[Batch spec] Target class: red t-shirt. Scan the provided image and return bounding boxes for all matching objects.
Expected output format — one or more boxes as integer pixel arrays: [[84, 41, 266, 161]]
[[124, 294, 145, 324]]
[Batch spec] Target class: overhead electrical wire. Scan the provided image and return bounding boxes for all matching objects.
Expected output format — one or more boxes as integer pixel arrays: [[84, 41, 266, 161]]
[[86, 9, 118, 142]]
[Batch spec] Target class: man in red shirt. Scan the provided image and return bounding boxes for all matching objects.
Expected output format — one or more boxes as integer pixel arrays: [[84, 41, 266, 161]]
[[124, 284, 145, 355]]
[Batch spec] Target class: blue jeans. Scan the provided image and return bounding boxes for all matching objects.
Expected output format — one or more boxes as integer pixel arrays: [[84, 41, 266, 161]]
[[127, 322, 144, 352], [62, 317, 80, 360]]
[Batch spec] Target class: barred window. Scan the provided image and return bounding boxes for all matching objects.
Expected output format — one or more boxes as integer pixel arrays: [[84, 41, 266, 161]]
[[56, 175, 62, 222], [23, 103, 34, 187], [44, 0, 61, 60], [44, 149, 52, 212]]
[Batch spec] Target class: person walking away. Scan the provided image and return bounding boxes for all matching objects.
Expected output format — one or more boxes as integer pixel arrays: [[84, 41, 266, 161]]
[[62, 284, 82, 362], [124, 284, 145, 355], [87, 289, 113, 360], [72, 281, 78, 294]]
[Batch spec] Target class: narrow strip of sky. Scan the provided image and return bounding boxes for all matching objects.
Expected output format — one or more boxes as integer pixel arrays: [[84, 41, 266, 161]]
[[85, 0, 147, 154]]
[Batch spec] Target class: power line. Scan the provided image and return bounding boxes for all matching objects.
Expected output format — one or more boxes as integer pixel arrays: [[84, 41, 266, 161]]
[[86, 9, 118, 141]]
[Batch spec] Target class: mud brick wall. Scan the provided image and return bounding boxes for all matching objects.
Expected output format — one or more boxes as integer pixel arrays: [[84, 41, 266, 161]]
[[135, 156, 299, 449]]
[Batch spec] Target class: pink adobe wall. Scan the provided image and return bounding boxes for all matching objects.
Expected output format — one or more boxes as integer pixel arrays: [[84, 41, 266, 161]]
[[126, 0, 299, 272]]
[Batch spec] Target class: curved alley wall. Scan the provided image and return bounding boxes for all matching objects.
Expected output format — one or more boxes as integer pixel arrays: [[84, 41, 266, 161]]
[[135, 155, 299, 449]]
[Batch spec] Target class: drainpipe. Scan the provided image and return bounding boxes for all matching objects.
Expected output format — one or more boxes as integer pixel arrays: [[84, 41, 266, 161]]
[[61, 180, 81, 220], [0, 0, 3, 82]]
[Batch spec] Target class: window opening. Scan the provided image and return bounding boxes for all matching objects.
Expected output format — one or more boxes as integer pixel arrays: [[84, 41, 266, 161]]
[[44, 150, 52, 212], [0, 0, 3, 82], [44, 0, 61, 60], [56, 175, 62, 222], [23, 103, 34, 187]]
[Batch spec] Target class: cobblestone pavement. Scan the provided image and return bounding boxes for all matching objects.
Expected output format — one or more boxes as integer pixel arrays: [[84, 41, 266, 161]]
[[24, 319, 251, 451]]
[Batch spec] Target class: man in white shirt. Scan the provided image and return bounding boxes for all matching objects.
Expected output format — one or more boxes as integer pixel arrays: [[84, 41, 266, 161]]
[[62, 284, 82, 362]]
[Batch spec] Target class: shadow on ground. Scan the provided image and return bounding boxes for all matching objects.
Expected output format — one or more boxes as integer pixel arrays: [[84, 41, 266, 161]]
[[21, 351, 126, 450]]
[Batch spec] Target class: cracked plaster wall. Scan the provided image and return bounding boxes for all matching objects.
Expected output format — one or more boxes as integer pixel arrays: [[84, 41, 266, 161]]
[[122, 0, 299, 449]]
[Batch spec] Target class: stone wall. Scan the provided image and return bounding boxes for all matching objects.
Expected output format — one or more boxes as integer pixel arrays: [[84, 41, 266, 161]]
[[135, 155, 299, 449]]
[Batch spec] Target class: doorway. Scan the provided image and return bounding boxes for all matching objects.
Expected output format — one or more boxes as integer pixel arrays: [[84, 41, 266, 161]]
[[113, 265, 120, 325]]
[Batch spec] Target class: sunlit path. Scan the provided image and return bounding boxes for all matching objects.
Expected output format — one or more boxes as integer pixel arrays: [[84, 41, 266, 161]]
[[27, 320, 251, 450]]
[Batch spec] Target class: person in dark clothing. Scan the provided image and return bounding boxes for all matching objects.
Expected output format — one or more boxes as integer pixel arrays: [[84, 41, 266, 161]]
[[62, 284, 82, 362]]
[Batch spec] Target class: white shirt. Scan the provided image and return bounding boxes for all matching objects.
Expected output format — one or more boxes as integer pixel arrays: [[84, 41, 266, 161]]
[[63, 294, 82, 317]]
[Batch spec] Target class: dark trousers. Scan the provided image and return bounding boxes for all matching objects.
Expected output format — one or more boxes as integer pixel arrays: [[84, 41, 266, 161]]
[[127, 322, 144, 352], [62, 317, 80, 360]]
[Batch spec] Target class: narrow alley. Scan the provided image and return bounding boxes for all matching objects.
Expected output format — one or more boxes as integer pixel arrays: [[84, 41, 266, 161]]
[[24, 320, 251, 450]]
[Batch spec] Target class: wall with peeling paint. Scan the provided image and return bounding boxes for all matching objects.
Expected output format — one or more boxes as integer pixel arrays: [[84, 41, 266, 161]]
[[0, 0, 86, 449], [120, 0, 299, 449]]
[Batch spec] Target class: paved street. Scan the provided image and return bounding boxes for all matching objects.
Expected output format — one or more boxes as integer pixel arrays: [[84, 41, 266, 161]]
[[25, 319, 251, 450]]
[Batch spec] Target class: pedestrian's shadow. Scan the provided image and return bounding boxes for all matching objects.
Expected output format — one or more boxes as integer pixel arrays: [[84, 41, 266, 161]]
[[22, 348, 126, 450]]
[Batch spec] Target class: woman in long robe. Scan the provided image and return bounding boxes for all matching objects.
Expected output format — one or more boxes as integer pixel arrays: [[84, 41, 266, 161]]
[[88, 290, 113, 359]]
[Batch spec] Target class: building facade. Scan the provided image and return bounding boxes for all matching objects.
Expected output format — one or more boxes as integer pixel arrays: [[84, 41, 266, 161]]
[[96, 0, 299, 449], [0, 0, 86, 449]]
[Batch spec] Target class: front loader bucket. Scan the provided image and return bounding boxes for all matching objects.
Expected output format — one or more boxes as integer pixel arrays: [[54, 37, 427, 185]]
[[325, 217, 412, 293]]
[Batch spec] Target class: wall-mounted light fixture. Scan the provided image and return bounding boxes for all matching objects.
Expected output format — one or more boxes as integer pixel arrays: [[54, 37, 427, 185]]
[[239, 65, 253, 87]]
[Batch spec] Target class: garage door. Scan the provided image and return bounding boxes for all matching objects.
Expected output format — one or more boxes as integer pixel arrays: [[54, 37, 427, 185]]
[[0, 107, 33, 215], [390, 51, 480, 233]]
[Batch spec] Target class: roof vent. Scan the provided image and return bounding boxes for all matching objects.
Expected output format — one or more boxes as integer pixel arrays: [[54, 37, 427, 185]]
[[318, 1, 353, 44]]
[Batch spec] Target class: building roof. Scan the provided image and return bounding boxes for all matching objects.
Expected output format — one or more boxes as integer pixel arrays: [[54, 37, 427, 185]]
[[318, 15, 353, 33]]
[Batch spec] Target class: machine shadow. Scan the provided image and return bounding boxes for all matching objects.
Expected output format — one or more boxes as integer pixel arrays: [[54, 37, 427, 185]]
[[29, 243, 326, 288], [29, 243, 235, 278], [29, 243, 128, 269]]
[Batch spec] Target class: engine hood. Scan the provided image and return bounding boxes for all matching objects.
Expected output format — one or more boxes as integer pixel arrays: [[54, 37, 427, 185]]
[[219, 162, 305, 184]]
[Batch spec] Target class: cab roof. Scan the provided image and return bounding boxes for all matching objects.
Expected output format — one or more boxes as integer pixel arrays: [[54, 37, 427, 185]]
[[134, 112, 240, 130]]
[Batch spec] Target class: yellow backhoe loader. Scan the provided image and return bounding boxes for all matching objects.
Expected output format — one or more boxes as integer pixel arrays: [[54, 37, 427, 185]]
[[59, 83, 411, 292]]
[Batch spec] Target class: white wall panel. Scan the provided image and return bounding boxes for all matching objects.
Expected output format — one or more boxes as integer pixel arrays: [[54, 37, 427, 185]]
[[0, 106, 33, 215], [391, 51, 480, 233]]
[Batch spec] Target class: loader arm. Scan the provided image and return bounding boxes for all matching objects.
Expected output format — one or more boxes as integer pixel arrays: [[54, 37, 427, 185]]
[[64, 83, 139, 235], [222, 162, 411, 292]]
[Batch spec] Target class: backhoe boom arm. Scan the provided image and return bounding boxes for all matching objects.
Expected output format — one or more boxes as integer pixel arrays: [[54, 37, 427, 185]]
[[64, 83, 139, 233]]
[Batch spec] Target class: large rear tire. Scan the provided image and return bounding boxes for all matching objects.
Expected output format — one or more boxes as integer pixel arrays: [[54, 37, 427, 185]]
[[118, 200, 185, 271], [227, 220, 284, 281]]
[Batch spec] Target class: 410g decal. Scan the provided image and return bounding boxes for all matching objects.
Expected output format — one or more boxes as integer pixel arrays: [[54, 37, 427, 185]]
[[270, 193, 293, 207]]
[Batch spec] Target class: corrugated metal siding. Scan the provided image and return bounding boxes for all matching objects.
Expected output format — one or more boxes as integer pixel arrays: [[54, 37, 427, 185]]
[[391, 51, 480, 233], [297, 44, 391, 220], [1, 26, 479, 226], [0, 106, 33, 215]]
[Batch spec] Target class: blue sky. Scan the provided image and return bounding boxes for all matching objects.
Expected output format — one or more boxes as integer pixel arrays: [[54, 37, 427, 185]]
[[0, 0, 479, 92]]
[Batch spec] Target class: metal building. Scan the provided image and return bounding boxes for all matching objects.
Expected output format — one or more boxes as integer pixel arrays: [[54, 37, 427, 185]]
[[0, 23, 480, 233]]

************

Recast the data between the lines holding "[Batch spec] Target class: cab" and "[[118, 200, 185, 271], [227, 220, 284, 281]]", inclusive, as a two-column CSV with the headers input and output. Each row should hold the text in input and the box list that follows it in output, with each value in one quoted field and line breaks turned into spaces.

> **TASK RESPONSE**
input,output
"[Batch spec] Target class: cab roof. Scan the provided image and return bounding boxes for all matching objects. Expected output format — one or more boxes as integer pixel arrays: [[54, 37, 427, 185]]","[[134, 112, 240, 130]]"
"[Batch spec] Target class: yellow backhoe loader. Scan the provided image and return bounding boxes for all matching objects. Expected output format — one or more boxes as integer pixel arrays: [[54, 37, 427, 185]]","[[59, 83, 411, 292]]"
"[Batch spec] Target class: white wall panel. Scan the provided image and return bounding boxes for all matching objects. Expected output format — one or more boxes as integer pixel arrays: [[54, 37, 427, 185]]","[[0, 106, 33, 215], [391, 51, 480, 233]]"
"[Batch spec] Target class: loader arm. Scan the provided image and return bounding boxes for all matching objects. Expected output format — one or more boxes as integer pixel arrays: [[54, 37, 427, 185]]","[[64, 83, 139, 235], [222, 162, 411, 292]]"
"[Batch spec] Target class: backhoe boom arm. Scan the provided image and return bounding boxes for all matching objects. Expected output format — one or more boxes as integer pixel arrays: [[54, 37, 427, 185]]","[[64, 83, 139, 233]]"
"[Batch spec] Target class: large rear tire. Scan the provided image and return bounding boxes for all matching objects. Expected output format — one or more boxes as integer pixel arrays: [[54, 37, 427, 185]]","[[118, 200, 185, 271], [227, 220, 284, 281]]"